--- Objective ---
Answer these questions about the Thanksgiving blog excerpt:
1. Who is credited with the quote saying God has two dwellings?
2. Whom does Donna thank for setting aside a day?
3. Which phrase does Shel Harrington say she will remember?

--- Document segment ---
○ ○ ○ ○
What treasures have you found to read? What’s happening in your heart this Thanksgiving? I hope you can see your blessings clearly, up close, and with the heavy weight of gratitude that also lifts your burdens. I hope you too can enjoy swimming in the bright, salty, brackish waters of life.
Happy weekend, friends! Much love from the Lazy W.
God has two dwellings.
One in heaven and the other
in a meek and thankful heart.
Izaak Walton
xoxoxoxo
Donna says
Thanksgiving! Thanks to the Pilgrims for setting aside a day…..can you imagine how dull our Autumns would be without THANKSGIVING DAY!! Marie, quite often your blog is almost like….oh my, how did she know, those have be my thoughts this week!! Now I know, just another Pisces out there!! LOL Happy Thanksgiving!!
Shel Harrington says
I understand the conflicted emotions of this holiday season, Marie – and I’m sorry for whatever loss you suffered that helped you to understand it this clearly. “Emotional champagne” is a phrase I’ll remember! Love your focus on blessings! Now I’m off to check out the Nester!
○ ○ ○ ○
[Stored data entries]
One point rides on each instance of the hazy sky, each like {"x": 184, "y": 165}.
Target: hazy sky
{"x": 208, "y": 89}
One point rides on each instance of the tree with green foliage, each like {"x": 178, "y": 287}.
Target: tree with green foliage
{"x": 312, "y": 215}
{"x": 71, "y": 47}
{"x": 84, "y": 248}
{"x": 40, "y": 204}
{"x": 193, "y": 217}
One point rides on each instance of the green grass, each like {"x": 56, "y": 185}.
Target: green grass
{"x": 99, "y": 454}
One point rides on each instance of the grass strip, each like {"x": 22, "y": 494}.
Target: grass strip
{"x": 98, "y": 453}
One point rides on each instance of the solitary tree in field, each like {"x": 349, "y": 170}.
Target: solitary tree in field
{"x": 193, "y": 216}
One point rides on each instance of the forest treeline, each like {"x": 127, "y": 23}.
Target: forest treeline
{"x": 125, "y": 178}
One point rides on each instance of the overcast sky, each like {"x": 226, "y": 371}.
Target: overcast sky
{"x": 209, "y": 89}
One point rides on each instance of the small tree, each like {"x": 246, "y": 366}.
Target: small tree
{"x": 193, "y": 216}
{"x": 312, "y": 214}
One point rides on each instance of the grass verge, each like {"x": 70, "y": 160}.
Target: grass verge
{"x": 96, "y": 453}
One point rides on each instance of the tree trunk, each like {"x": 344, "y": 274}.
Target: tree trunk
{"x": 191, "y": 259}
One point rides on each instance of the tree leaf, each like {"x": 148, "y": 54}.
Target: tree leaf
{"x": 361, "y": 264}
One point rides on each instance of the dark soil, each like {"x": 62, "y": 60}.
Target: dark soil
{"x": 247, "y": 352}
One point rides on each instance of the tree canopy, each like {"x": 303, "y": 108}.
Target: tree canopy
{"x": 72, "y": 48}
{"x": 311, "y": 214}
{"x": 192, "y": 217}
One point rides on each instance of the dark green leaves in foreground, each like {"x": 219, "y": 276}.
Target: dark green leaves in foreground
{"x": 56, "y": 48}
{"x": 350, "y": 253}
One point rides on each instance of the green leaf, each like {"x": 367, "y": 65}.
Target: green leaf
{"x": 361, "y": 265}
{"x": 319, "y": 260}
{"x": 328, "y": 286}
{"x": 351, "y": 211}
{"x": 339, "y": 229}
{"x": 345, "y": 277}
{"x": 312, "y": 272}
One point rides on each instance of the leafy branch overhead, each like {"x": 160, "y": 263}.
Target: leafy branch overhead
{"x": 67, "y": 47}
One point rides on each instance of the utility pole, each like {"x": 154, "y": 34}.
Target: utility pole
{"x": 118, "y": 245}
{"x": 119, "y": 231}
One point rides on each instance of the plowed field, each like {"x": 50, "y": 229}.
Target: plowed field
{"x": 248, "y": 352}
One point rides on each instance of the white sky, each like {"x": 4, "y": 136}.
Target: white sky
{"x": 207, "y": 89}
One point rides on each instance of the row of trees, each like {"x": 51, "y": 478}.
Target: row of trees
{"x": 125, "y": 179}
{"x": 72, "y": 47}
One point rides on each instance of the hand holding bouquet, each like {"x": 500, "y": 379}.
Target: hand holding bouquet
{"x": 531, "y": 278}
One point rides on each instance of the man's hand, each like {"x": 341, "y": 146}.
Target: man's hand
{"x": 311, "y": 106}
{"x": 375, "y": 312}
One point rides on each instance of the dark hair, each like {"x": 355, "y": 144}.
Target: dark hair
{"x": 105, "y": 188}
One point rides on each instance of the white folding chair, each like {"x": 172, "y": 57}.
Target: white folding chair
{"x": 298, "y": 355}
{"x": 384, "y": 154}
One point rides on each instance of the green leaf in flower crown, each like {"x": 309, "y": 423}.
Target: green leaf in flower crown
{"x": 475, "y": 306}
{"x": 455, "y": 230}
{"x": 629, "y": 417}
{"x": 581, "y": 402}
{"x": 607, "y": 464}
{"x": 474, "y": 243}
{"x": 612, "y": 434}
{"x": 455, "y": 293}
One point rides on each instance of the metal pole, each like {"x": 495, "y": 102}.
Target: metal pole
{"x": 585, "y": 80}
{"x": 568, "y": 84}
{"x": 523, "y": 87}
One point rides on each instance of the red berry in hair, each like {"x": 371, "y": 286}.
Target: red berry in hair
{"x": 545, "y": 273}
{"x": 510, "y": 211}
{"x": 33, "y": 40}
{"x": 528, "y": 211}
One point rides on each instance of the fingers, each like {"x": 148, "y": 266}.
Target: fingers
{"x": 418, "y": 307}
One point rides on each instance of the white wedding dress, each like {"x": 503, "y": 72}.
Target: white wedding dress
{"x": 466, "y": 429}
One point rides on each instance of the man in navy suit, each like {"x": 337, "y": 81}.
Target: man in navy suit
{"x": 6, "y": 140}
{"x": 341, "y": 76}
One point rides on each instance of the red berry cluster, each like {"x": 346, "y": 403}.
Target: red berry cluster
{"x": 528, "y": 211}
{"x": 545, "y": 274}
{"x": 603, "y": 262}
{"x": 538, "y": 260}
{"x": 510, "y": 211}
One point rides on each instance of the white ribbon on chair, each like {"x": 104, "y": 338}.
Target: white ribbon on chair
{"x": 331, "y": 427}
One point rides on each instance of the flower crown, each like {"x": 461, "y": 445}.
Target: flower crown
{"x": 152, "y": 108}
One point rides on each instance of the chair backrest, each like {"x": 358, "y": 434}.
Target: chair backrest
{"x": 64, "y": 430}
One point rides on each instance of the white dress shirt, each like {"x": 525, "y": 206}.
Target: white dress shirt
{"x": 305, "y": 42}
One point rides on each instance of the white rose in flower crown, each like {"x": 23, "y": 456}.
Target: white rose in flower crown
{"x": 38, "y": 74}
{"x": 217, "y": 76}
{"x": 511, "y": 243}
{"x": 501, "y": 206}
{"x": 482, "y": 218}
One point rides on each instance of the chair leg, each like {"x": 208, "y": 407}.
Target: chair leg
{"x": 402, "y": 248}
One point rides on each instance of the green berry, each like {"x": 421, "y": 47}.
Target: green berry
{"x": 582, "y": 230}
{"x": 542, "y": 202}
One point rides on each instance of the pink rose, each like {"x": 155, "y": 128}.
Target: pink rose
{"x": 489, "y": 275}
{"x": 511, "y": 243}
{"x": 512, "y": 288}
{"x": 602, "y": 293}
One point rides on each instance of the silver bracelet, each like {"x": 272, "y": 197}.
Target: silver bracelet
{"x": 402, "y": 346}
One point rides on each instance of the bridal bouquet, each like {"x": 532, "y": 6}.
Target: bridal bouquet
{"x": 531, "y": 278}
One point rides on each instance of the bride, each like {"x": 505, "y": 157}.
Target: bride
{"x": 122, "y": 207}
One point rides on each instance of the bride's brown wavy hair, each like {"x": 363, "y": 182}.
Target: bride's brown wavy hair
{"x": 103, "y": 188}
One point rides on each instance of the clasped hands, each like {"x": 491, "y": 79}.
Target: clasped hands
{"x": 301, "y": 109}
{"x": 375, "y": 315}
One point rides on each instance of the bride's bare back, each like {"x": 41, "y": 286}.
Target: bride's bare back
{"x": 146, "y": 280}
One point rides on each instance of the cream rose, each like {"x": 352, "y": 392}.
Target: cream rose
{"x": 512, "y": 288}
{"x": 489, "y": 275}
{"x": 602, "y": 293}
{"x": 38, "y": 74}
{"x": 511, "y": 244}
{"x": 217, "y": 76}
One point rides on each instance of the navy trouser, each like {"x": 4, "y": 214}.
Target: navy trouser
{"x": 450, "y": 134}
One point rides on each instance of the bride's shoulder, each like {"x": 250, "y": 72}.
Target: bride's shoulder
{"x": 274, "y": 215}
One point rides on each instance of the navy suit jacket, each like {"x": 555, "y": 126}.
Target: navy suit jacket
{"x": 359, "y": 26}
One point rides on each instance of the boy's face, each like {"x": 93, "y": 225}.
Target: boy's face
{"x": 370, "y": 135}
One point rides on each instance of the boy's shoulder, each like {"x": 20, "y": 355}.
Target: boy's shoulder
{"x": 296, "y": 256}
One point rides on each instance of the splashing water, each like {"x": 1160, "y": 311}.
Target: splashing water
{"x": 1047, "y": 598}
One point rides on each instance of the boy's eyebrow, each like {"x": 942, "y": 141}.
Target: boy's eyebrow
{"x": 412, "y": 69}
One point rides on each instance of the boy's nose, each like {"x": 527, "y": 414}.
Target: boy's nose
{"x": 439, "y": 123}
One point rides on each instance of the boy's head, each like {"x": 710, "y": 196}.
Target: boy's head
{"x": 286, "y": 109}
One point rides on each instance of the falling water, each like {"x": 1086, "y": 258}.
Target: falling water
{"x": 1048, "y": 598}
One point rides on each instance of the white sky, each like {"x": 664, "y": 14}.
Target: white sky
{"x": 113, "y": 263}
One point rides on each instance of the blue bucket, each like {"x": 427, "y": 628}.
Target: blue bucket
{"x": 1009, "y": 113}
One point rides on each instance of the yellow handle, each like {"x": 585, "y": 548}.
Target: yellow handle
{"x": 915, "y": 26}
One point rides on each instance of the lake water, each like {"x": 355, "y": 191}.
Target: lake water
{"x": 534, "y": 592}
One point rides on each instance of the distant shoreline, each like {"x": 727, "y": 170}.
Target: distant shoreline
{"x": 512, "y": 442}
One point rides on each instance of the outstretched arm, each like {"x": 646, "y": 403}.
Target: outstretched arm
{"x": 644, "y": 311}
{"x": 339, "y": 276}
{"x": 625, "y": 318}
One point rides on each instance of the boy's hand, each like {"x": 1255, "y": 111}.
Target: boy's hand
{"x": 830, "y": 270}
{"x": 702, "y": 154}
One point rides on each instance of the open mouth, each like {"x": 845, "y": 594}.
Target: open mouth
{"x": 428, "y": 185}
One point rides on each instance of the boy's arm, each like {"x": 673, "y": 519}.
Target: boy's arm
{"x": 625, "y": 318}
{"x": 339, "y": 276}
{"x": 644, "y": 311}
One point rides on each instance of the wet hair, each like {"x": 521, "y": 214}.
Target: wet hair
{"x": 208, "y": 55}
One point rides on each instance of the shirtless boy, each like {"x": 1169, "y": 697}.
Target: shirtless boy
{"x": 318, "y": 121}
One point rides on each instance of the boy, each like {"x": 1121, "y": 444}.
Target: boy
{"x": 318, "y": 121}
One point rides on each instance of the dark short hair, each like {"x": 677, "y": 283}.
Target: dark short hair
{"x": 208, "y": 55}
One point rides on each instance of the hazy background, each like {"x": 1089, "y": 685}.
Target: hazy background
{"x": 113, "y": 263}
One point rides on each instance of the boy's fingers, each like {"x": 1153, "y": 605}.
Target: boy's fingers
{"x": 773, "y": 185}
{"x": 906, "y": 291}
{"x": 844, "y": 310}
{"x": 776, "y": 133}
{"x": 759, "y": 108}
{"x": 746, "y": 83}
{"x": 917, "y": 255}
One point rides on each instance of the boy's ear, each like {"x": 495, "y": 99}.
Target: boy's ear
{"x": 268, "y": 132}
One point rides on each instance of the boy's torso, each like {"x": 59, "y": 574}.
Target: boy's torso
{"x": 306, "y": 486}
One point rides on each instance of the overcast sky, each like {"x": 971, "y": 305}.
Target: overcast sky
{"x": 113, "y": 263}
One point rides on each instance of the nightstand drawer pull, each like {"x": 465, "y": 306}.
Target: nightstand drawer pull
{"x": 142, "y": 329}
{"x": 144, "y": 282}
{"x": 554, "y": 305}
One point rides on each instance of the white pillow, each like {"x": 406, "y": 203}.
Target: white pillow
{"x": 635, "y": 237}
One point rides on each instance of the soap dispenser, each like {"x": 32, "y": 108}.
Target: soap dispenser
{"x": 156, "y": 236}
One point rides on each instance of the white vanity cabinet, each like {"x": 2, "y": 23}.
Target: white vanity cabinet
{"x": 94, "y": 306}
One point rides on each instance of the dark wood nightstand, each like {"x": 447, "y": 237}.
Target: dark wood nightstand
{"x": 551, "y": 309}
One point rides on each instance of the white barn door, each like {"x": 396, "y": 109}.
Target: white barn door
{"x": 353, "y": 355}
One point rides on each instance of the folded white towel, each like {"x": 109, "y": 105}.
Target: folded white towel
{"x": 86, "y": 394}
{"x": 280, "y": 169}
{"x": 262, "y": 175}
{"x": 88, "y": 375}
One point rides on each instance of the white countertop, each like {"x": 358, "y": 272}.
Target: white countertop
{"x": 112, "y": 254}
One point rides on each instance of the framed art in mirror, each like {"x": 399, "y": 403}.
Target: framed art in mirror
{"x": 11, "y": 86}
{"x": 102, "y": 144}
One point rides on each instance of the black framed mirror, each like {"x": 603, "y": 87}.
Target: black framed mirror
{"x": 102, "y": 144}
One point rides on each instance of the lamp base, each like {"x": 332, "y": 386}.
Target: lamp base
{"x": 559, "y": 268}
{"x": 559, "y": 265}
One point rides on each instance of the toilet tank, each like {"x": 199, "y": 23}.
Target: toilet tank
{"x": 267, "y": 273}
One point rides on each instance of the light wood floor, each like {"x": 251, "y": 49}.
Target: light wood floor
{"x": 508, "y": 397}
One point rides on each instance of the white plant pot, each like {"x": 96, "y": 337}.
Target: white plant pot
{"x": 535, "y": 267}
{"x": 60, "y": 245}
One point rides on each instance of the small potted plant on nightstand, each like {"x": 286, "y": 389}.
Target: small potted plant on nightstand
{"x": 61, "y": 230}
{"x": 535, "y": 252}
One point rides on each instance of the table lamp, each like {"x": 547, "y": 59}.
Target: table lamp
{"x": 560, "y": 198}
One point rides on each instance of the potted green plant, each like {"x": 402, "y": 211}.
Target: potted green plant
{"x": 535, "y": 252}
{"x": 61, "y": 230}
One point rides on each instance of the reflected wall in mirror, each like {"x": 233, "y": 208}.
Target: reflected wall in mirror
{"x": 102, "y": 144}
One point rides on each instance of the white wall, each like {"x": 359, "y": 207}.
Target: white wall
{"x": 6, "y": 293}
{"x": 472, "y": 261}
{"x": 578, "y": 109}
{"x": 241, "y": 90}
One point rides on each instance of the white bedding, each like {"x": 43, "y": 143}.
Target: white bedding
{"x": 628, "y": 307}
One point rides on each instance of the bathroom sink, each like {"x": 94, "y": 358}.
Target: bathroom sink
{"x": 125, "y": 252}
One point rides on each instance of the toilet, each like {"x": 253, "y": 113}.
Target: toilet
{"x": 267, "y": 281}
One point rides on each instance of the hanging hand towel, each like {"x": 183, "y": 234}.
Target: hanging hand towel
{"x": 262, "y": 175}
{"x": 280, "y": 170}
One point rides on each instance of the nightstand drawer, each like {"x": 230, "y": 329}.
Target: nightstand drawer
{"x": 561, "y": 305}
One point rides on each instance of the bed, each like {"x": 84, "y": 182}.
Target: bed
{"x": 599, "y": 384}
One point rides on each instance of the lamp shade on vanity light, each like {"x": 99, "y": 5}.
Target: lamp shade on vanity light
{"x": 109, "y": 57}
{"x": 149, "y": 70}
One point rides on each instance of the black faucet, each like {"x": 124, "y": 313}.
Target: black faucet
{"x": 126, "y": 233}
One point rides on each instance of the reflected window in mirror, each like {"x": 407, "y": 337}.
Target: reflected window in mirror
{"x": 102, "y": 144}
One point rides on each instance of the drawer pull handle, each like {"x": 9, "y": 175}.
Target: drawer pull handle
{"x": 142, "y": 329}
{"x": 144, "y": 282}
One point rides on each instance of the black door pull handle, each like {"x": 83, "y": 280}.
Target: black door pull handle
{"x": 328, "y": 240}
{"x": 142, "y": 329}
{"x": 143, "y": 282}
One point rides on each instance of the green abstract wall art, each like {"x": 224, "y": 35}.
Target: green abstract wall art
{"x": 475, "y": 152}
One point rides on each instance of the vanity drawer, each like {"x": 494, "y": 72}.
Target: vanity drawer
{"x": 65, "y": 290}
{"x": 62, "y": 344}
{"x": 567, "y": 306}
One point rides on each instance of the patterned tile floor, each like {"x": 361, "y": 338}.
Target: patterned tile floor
○ ○ ○ ○
--- Written response ---
1. Izaak Walton
2. The Pilgrims
3. "Emotional champagne"